Exercise. All that should appear is the run of lines from the one containing "Target: small stream" through the end of the records, each repeated exactly.

Records supplied.
★ ★ ★ ★ ★ ★ ★

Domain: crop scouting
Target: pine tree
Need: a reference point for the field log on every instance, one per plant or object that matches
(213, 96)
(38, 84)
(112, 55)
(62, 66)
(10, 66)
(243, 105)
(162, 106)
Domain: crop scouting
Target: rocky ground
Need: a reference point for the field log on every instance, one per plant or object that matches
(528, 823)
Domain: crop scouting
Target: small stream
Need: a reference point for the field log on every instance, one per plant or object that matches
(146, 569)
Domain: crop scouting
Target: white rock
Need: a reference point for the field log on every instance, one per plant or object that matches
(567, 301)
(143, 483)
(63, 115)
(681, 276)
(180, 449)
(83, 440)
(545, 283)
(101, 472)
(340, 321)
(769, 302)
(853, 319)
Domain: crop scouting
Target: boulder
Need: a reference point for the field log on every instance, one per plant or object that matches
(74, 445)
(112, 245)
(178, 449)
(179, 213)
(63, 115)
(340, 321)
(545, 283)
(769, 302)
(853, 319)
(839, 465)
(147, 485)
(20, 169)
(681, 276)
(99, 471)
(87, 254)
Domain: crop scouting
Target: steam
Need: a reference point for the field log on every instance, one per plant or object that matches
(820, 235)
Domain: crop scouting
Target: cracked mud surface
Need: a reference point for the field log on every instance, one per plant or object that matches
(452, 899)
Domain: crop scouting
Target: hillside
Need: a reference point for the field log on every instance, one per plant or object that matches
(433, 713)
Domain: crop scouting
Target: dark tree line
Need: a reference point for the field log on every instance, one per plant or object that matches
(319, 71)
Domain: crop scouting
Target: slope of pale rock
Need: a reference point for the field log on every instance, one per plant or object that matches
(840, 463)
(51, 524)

★ ★ ★ ★ ★ ★ ★

Exercise answer.
Target: small stream
Need: a reference point for the field log on every instance, one per plant or object that matches
(146, 569)
Domain: crop scouting
Target: white rock
Need: a reference point for the field log on every instance, one per plant or object that matches
(567, 301)
(143, 483)
(63, 115)
(681, 276)
(180, 449)
(83, 440)
(545, 283)
(101, 472)
(340, 321)
(769, 302)
(853, 319)
Domain: crop scouting
Target: boulder
Need: a reference point for the field log on every instance, one per plant or object that matches
(74, 445)
(112, 245)
(178, 449)
(179, 213)
(63, 115)
(340, 321)
(545, 283)
(769, 302)
(853, 319)
(839, 465)
(147, 485)
(20, 169)
(681, 276)
(99, 471)
(87, 254)
Domain: crop scouting
Target: steam
Need: a reference point for the field log on every instance, one per plant or object that matches
(820, 235)
Domain: crop scouting
Target: cracked mud surface
Need: a reference point for the field log on every instance, one per plant or object that matches
(452, 899)
Domain: crop scouting
Target: hillside
Need: a reference point for the field log on every instance, one per plant or object that matches
(433, 713)
Domain: crop scouting
Target: dark tree line
Need: a reference point for the field log on every instance, one per plant or object that matches
(319, 71)
Domain: crop scouting
Target: slope of pale rock
Need: a reference point for the field log on every instance, one per plant or object that matches
(840, 463)
(51, 524)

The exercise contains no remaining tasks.